[Opening EXERCISE MATERIALS section]

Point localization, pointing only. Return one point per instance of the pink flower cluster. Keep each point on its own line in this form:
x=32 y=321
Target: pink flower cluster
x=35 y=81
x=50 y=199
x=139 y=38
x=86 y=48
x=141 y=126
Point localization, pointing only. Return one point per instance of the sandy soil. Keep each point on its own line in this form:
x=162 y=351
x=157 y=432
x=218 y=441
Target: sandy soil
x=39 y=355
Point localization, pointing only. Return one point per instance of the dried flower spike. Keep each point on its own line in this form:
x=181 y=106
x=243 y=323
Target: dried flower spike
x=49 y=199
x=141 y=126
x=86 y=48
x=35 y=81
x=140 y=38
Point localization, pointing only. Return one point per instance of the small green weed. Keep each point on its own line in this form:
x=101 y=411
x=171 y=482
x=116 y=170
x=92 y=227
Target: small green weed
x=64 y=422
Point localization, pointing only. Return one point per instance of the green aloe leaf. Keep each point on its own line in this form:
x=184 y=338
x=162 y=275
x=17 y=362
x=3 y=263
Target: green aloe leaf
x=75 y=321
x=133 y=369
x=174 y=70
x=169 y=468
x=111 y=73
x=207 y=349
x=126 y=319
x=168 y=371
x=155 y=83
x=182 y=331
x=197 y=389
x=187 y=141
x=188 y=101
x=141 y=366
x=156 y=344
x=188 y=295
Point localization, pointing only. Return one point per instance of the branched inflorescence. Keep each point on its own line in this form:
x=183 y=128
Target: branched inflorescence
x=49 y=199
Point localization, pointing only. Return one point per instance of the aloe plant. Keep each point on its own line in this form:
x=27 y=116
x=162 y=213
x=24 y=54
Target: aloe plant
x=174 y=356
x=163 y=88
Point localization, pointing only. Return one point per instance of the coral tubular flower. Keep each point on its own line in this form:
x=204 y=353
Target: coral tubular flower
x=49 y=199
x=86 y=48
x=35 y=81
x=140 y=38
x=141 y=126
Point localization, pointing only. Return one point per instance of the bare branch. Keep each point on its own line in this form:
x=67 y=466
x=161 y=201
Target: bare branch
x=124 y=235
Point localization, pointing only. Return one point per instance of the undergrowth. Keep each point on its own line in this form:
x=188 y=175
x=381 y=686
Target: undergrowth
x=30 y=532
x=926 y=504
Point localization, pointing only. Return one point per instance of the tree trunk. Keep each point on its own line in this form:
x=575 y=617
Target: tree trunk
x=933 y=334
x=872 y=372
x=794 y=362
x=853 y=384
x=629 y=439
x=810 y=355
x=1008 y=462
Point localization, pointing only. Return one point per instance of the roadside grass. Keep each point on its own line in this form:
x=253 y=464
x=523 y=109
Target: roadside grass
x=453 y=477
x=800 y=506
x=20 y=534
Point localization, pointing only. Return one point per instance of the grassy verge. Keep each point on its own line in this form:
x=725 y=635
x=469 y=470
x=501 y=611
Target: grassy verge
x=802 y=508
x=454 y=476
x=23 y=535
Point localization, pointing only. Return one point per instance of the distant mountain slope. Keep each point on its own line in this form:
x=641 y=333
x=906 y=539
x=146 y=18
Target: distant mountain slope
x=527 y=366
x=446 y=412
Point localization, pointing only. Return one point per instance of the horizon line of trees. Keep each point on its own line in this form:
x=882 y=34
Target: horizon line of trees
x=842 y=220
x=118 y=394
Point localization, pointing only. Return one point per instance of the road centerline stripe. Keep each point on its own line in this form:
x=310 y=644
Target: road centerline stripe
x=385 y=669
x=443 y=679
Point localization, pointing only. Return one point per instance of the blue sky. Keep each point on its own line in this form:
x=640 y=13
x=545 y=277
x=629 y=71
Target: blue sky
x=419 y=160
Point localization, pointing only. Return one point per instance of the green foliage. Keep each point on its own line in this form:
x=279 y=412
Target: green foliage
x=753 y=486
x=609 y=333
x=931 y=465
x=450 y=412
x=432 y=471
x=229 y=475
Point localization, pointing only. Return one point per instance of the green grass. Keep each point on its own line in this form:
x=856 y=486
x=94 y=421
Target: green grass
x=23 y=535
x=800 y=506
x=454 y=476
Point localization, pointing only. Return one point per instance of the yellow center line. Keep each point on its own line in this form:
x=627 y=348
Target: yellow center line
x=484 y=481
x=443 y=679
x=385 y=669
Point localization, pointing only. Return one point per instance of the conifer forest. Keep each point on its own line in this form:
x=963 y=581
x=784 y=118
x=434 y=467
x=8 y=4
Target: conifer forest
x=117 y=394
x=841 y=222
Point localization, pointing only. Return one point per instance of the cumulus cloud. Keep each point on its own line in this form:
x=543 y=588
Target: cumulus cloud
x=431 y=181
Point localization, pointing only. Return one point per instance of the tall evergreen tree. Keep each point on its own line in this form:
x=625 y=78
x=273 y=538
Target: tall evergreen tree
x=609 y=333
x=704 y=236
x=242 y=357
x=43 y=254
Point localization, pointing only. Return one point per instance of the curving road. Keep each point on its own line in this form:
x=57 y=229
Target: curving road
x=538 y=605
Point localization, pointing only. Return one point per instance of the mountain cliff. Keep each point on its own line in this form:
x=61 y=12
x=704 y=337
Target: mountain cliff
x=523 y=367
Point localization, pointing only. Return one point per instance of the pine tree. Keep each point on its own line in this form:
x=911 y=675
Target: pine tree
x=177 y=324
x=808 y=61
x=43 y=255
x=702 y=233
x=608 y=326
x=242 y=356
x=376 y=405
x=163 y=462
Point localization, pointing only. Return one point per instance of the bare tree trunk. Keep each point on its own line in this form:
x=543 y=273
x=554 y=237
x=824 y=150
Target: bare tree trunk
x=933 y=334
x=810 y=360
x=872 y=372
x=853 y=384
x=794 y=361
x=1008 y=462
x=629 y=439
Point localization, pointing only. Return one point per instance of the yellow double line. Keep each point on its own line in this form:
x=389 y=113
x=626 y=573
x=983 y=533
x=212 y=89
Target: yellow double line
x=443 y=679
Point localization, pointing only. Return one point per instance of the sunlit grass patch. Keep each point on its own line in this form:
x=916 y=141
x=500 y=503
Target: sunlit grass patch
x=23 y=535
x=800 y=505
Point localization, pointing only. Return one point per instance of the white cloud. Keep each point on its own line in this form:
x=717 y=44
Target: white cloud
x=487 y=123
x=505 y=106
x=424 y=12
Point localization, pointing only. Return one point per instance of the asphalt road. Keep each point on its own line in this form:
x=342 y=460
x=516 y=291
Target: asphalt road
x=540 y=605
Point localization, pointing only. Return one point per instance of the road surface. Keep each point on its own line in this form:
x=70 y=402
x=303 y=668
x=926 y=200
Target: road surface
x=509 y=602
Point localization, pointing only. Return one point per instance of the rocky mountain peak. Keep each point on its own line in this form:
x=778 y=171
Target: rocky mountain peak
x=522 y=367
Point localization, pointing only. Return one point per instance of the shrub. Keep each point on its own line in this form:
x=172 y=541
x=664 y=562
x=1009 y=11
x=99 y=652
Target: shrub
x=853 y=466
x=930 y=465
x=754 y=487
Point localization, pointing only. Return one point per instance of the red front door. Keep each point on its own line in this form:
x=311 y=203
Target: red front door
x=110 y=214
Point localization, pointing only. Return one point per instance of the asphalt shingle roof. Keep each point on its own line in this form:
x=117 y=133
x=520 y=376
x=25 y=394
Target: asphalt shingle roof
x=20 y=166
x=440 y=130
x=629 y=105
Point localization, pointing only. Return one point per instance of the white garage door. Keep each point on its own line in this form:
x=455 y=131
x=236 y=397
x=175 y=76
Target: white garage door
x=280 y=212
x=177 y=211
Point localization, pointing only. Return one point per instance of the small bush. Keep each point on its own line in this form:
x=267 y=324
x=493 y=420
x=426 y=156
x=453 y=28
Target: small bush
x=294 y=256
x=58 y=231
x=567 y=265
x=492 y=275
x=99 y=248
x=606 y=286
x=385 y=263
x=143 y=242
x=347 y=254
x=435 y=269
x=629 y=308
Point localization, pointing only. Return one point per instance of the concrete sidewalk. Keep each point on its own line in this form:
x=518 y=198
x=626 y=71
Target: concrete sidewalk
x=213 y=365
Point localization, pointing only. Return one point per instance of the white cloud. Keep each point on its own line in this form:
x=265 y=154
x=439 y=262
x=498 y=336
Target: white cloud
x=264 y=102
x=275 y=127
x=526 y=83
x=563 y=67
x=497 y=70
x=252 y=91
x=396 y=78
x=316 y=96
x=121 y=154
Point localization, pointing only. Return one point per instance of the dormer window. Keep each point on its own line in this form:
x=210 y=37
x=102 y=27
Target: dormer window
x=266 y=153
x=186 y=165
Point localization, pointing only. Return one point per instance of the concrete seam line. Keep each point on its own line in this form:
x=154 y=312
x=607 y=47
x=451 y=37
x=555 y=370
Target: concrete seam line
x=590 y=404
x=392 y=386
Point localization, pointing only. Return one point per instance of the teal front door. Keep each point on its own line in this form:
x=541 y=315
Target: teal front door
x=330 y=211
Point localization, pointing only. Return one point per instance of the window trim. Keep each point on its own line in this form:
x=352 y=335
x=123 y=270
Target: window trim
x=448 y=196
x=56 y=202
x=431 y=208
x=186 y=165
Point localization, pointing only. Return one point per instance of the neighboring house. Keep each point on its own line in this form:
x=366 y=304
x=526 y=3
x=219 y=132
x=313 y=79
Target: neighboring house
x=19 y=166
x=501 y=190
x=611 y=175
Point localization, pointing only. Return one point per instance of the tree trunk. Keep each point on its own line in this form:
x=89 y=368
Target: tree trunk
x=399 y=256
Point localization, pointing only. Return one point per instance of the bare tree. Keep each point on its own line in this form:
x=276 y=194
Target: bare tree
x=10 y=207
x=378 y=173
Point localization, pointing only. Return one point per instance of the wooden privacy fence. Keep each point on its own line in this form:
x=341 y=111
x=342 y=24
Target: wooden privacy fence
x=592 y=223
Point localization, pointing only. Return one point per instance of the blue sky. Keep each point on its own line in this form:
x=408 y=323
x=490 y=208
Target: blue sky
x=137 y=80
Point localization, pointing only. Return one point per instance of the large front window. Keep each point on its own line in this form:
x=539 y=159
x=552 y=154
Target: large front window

[Closing EXERCISE MATERIALS section]

*WORK TASK*
Scan the entries above for the string "large", and copy every line where it turns up.

*ANSWER SPACE*
Point localization, pointing only. Return one point per instance of the large front window. Keep each point on its own line in this form:
Target: large front window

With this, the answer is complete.